> **Exercise instructions**
In the text about knife sharpening, what does the sharpening service charge per knife if you choose to wait?
## start Reading text
Once a year I take my kitchen knives and some of my game knives to a professional sharpening service in Kansas City. A place called Ambrossi Brothers cutlery. They sharpen knives for restaurants and the like. They charge $2 a knife if you come back in a few hours or $3 a knife if you want to wait. They come back true and scary sharp.
ApacheCoTodd
May 6, 2012, 01:32 AM
All my efforts in this are for naught as my wife feels they should be up to use as gardening tools, paint scrapers, pry bars and worse. Then there's the throwing of everything together in a cutlery "junk drawer" with spatulas, ladles and forks. Doesn't matter what type of organizational situation we agree to - 2 weeks later we're back to pile-o-knives. So, I take them down to the shop every couple of months and run them across various sanders, grinders and polishers.
## end Reading text
## start Recorded data
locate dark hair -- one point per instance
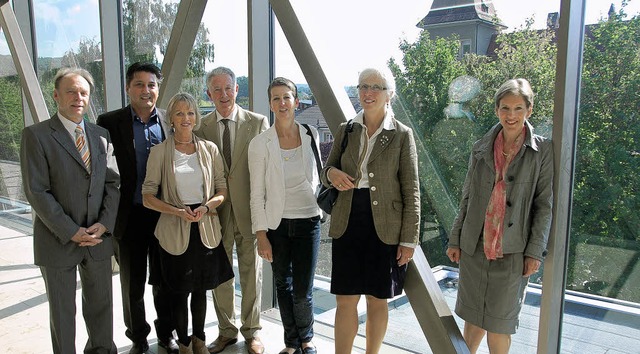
## end Recorded data
> **Answer in full**
$3 a knife.